### Exercise directions
Look through the material below and copy exactly the lines from the line with "Task: point out the dog, placing" to the line with "Task: point out the dog head, placing", those two lines included.

====== Extracted entries

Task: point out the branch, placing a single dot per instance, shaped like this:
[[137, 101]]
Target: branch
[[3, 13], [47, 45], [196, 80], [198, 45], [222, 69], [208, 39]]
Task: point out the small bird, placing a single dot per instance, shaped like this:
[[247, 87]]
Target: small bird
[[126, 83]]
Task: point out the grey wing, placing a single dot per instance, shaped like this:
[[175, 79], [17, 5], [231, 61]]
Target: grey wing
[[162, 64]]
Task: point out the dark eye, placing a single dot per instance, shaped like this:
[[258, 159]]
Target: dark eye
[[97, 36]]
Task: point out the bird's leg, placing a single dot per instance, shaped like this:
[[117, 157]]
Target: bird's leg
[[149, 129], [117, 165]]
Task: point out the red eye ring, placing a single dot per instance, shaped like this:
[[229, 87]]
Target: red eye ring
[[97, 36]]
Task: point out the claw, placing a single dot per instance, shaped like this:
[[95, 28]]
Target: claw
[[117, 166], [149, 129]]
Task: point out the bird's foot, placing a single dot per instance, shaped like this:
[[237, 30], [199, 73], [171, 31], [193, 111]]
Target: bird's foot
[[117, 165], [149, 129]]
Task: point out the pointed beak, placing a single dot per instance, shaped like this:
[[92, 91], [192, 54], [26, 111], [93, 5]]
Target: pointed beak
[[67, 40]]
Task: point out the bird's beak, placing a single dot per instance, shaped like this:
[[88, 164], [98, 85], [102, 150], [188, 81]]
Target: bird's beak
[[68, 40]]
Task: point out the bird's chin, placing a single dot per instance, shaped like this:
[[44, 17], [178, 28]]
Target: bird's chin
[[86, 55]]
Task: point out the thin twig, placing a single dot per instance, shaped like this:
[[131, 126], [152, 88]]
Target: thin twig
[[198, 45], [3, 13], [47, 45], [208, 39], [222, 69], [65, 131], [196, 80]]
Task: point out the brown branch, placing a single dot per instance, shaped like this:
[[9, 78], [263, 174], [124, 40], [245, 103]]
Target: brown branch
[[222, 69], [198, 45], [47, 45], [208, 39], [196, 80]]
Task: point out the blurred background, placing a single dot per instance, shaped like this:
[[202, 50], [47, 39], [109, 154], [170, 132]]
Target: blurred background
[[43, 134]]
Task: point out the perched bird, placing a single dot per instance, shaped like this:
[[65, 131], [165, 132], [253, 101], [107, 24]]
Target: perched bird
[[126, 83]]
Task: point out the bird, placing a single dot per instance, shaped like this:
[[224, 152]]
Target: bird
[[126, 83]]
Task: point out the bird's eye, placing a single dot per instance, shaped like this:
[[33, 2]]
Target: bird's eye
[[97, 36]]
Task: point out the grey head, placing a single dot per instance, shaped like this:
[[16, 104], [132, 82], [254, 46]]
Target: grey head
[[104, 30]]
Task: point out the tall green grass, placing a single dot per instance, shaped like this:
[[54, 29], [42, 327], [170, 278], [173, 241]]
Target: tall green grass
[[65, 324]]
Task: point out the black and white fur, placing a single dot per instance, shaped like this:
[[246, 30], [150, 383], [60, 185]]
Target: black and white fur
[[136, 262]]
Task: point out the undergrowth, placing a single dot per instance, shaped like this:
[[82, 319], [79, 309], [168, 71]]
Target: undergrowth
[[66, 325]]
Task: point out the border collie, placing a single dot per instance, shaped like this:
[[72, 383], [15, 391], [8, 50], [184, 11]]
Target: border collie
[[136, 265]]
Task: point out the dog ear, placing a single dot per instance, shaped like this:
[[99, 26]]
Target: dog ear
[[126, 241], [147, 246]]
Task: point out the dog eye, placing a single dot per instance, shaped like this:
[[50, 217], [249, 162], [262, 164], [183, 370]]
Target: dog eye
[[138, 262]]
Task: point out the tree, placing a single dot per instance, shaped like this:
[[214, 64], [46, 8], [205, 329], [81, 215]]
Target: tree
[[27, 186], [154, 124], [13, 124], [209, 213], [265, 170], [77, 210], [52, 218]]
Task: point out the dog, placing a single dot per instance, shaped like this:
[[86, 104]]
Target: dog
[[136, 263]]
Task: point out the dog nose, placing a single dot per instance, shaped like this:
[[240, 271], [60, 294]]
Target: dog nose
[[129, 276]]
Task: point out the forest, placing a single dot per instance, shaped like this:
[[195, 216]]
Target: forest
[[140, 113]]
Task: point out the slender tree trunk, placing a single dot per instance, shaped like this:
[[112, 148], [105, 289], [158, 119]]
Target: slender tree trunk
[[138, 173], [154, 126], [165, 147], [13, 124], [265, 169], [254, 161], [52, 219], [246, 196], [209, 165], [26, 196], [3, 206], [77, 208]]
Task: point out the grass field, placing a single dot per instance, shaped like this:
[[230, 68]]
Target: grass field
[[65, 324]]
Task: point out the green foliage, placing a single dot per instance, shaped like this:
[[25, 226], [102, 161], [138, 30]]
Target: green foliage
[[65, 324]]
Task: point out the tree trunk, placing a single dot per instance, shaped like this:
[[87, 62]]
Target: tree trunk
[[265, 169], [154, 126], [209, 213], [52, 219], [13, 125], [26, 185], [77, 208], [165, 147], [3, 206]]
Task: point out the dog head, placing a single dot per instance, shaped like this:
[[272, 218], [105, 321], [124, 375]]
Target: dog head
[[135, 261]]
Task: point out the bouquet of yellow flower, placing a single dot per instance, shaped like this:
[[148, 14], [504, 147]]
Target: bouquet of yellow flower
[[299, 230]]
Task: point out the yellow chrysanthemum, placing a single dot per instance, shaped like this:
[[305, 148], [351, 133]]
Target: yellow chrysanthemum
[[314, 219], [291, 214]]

============

### Solved problem
Task: point out the dog, placing a single dot per instance, shaped like this:
[[86, 104]]
Target: dog
[[136, 263]]
Task: point out the dog nose, placing a single dot per instance, shaped like this:
[[240, 271], [60, 294]]
Target: dog nose
[[129, 276]]
Task: point out the forest, placing a single dot per instance, shaped like this:
[[195, 216]]
Target: forest
[[140, 113]]
Task: point out the slender tree trunk, placing a single dot per instance, shaped like this:
[[112, 148], [105, 289], [158, 119]]
Target: slender tree trunk
[[138, 173], [154, 126], [165, 147], [13, 124], [265, 169], [254, 161], [52, 219], [246, 196], [209, 165], [26, 196], [3, 206], [77, 208]]
Task: point out the grass field, placing a single dot per instance, shaped like this:
[[230, 68]]
Target: grass field
[[65, 324]]
Task: point out the green foliage, placing a single dot per instance, shaped like this:
[[25, 226], [102, 161], [138, 30]]
Target: green foliage
[[65, 324]]
Task: point out the tree trunk, placing a single dot per instance, shaped like this:
[[87, 62]]
Target: tree trunk
[[265, 169], [154, 126], [209, 213], [52, 219], [13, 125], [26, 185], [77, 208], [165, 147], [3, 206]]
Task: point out the dog head, placing a single dot per instance, shaped like this:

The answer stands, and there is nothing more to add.